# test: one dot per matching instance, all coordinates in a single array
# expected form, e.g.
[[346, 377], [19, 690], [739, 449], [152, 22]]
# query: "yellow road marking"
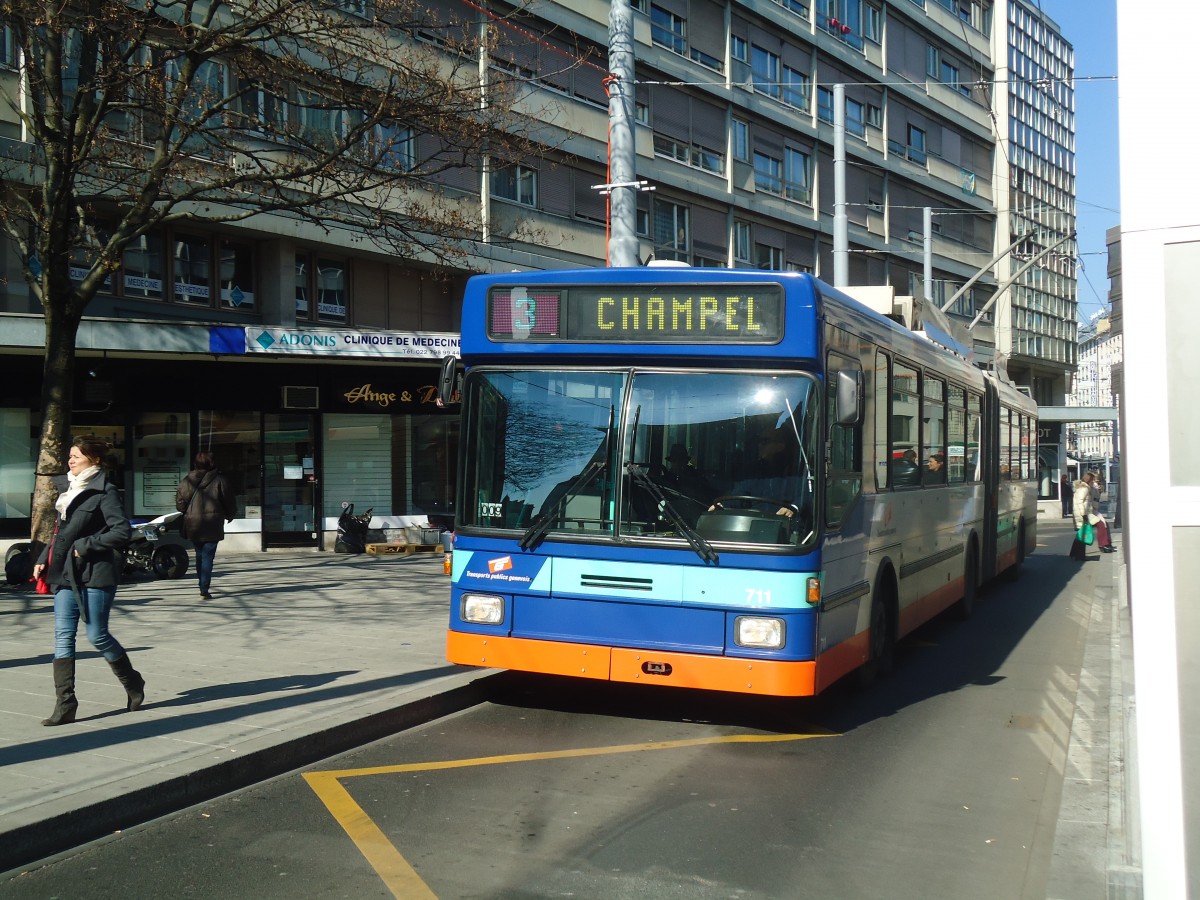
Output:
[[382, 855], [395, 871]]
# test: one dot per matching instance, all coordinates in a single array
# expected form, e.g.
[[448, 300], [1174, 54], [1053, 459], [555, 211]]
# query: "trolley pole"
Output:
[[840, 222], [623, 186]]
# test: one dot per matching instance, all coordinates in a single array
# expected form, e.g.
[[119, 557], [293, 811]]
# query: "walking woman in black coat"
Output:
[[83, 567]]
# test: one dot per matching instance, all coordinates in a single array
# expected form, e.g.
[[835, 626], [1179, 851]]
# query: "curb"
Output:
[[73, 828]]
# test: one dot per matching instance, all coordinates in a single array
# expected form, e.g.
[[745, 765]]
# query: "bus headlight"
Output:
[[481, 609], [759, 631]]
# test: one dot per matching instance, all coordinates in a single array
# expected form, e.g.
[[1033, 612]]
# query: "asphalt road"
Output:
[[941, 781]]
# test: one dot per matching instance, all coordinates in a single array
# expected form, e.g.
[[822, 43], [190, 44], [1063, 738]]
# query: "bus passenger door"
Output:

• EXERCISE OBJECTIVE
Extract every line of the records above that contains the string "query", matching case exactly.

• EXERCISE SOLUTION
# query: "yellow road marking"
# query: "trolley pole"
# query: "walking woman in black coat"
# query: "curb"
# query: "bus headlight"
# query: "asphalt road"
# query: "bus passenger door"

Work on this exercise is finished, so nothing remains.